* Enunciado 1:
Liste todos os títulos de livros mencionados no trecho sobre a entrevista com Marcia Tiburi.

* Trecho fornecido:
-.-.-

Para
a filósofa e professora Marcia Tiburi, a propaganda nazista está na linha
direta que leva ao surgimento da sociedade do espetáculo numa espécie de
círculo vicioso. Portanto, segundo ela, a intimidade entre fascismo e ridículo
político é evidente. A gaúcha de Vacaria, mestra e doutora pela UFRGS, não é
uma filósofa qualquer. É filósofa, romancista e ensaísta. Mas hoje, ela prefere
mesmo ser chamada de professora. Principalmente depois que a categoria começou
a ser atacada pela turma da “escola sem partido”. Uma professora que atendeu o
Extra Classe no meio de uma maratona que incluiu suas aulas no Rio de Janeiro,
uma ida a São Paulo, uma palestra em Florianópolis e uma aula sobre Juan Rulfo,
em Curitiba.
Sem
deixar nunca deixar a simpatia de lado, a professora Marcia, mesmo tendo que
reler Pedro Páramo inteiro para o último compromisso que listamos, em hipótese
alguma deixou o Extra Classe sem respostas, falando um pouco mais dos seus
últimos trabalhos. Depois do sucesso do seu livro Como conversar com um
fascista (Record 2015) ela lança pela mesma editora o Ridículo Político,
outro ensaio que, parafraseando alguns membros do nosso diligente Ministério
Público, está no timing correto, analisando a política e o fazer política em
nossa atualidade.
Extra Classe – Usando
uma palavrinha da moda no mundo das artes, em que o Ridículo Político ‘dialoga’
com o seu livro anterior Como conversar com um fascista?
Márcia Tiburi – De fato, os livros podem ser lidos
tendo em vista o diálogo entre eles. Em Como conversar com um fascista, eu
tentei mostrar que o ódio não é um afeto natural, mas que ele se prolifera
pelos discursos e que esse discurso se tornou um capital. As pessoas não
imaginam como são “afetadas” pelas falas dos outros e pelos discursos vigentes.
As pessoas “odeiam” tanto, em grande medida porque há muito estímulo ao ódio.
Não há ódio sem linguagem, sem expressão de ódio, sem exposição de ódio. Mas
odiar é mais do que um afeto, é também um jogo de linguagem.

-.-.-

* Material de entrada:

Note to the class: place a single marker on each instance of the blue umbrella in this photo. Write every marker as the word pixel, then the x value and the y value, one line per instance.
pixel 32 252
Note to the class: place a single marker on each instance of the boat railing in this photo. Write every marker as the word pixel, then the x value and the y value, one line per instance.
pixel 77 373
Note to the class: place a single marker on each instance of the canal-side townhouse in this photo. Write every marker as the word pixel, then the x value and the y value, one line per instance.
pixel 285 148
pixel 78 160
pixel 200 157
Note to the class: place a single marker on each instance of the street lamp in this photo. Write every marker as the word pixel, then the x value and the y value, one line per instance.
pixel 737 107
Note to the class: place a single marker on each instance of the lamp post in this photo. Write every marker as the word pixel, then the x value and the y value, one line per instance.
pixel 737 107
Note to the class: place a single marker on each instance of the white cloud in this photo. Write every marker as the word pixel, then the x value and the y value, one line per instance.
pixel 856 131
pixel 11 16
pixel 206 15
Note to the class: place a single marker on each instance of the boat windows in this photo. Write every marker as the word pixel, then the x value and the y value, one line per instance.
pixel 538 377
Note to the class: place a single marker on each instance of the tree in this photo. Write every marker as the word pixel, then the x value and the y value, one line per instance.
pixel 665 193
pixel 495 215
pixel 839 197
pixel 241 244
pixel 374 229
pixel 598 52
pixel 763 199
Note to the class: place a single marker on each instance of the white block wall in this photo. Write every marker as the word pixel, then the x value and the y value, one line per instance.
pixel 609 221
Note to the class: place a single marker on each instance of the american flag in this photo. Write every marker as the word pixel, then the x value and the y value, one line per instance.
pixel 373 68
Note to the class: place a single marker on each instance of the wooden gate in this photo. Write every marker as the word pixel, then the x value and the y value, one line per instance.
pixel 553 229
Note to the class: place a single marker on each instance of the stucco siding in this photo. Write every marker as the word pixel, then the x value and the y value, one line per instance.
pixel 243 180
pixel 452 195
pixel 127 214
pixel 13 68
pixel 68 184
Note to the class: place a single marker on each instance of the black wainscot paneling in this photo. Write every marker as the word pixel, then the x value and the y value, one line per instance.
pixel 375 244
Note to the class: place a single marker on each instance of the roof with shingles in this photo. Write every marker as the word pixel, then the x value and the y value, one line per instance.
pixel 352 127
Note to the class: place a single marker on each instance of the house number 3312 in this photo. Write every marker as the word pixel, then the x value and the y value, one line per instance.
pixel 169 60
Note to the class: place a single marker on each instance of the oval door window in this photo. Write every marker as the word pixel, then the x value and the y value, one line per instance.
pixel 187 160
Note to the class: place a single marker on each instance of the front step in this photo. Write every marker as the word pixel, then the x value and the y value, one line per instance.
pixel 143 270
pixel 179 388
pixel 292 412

-.-.-

* Enunciado 2:
Reescreva em lista numerada as linhas das entradas entre a que contém "of the black" e a que contém "pixel 352 127", inclusive, omitindo as linhas em branco.

* Solução completa 1:
- Como conversar com um fascista
- Ridículo Político
- Pedro Páramo

* Solução completa 2:
1. Note to the class: place a single marker on each instance of the black wainscot paneling in this photo. Write every marker as the word pixel, then the x value and the y value, one line per instance.
2. pixel 375 244
3. Note to the class: place a single marker on each instance of the roof with shingles in this photo. Write every marker as the word pixel, then the x value and the y value, one line per instance.
4. pixel 352 127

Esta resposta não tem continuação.